The exercise: Gather every line in the items below that contains the word "like".

Provided entries:
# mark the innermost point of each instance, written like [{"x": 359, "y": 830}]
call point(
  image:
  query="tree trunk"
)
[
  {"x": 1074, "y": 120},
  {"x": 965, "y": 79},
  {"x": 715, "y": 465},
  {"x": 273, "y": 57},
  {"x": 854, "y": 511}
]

==

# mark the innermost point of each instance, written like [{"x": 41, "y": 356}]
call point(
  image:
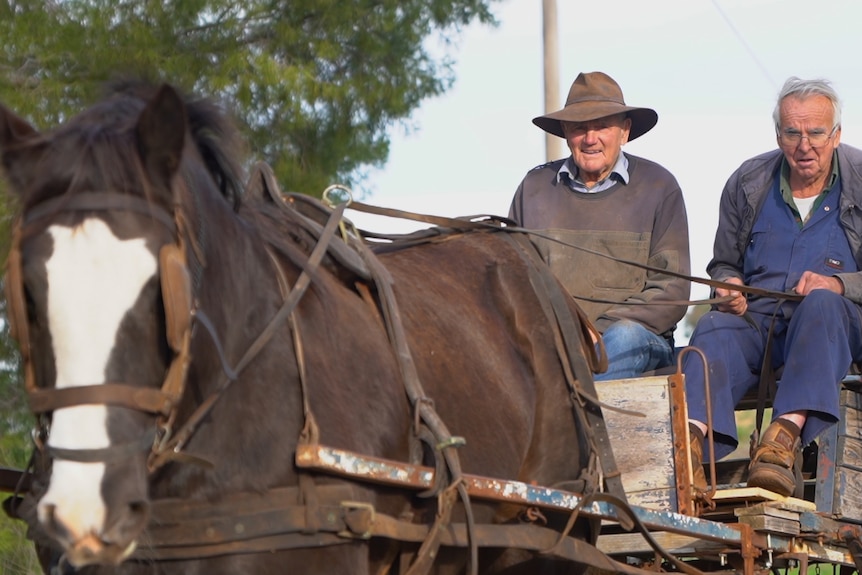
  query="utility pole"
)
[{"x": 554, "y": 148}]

Output for this task:
# mark the innermost point of each instance, written like [{"x": 359, "y": 830}]
# mark the innermost point of each instance, written like [{"x": 41, "y": 356}]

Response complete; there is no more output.